* begin *

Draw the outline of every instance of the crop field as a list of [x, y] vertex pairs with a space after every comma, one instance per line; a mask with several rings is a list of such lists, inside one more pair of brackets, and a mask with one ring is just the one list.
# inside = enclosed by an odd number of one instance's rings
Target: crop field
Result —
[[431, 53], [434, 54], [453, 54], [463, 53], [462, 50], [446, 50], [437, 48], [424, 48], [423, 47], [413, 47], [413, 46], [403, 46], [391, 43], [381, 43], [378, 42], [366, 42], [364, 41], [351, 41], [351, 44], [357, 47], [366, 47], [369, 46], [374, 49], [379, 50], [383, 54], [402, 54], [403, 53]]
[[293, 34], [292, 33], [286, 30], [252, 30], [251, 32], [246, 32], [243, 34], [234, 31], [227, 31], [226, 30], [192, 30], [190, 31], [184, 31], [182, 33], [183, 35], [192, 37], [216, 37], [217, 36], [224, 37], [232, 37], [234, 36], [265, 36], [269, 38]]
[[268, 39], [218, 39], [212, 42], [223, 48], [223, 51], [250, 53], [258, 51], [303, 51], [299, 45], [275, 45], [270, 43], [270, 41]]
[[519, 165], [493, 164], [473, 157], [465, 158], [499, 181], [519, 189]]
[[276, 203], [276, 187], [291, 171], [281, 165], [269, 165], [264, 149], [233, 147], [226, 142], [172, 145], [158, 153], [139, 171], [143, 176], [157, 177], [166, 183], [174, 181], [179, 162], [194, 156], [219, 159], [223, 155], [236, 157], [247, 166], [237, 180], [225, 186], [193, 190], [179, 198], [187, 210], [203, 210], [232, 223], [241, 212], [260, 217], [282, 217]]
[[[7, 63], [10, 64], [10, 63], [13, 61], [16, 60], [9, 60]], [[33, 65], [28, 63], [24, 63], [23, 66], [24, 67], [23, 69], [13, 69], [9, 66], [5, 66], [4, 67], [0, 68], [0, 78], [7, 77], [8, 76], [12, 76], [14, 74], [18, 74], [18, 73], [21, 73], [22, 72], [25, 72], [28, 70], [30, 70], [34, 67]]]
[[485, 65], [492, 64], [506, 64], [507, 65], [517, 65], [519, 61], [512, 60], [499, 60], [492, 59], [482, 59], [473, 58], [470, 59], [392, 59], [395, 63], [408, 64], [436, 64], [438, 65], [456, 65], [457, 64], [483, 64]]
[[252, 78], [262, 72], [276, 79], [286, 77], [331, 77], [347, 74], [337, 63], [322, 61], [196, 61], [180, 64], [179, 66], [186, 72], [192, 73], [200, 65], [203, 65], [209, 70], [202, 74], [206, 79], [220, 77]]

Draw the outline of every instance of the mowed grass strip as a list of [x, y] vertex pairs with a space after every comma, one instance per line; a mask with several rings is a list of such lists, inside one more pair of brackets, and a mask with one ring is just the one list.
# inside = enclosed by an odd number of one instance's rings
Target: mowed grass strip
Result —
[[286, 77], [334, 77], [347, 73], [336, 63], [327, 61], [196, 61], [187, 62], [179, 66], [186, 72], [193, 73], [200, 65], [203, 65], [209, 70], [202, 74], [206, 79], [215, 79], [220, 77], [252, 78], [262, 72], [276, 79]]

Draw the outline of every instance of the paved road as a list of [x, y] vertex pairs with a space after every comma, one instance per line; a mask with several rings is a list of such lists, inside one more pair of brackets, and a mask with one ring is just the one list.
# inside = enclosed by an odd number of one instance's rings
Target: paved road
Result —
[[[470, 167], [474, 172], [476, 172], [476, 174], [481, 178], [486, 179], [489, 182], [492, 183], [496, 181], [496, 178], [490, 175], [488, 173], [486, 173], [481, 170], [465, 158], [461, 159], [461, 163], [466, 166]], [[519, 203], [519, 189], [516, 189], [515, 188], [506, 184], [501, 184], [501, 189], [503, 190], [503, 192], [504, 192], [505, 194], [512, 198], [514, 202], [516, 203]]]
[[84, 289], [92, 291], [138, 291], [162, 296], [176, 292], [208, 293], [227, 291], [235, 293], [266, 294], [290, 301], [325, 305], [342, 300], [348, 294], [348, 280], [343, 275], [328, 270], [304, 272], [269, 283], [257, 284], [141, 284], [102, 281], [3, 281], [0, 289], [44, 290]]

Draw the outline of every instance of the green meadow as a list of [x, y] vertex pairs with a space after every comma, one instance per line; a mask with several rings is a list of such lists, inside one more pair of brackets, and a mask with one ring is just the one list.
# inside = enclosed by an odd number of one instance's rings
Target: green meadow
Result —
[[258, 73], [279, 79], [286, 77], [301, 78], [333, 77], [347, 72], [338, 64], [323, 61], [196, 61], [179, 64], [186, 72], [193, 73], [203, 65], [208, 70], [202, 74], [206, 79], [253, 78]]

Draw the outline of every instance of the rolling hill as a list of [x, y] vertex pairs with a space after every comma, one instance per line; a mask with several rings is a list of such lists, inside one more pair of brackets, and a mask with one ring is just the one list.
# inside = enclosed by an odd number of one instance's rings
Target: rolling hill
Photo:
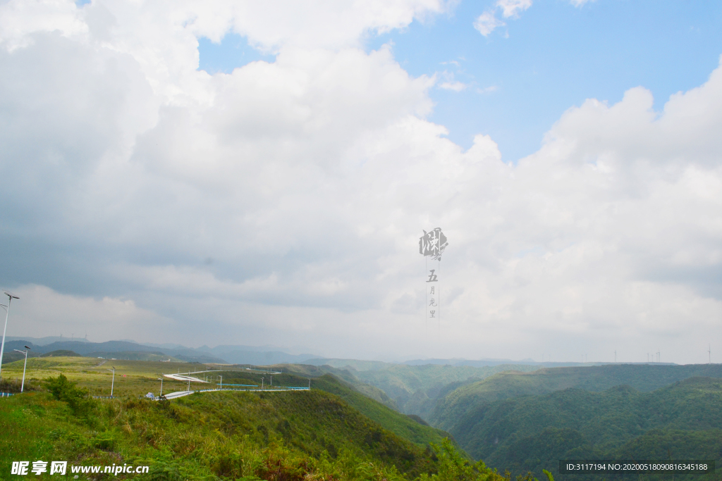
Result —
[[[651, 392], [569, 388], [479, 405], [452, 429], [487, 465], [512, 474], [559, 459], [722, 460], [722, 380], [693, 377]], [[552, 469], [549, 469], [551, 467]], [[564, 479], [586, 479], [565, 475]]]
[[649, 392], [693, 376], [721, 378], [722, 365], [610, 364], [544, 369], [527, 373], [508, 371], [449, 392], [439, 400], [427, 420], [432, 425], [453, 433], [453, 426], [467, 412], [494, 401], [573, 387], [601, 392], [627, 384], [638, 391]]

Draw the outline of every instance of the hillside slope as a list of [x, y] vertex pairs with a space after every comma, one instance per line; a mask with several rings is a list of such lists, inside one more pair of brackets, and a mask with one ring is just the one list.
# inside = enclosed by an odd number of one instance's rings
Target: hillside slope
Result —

* end *

* **GIVEN INSTRUCTION**
Update the stretch from the line containing "Draw the outline of every instance of the hillside" through the end of the entries by replacing "vertex pairs" with "coordinate pairs", leaving everything else unchanged. Give only those lines.

* **SOLVED EXERCISE**
Draw the outline of every instance of the hillside slope as a list of [x, y] coordinate pairs with a space after every comma, one instance per line; a mask with several rings is a list of such lists, inside one more pair of brackets, and a mask with one ring is just the one list.
# inside = enclosed by an odd number of one instance's rings
Target: hillside slope
Result —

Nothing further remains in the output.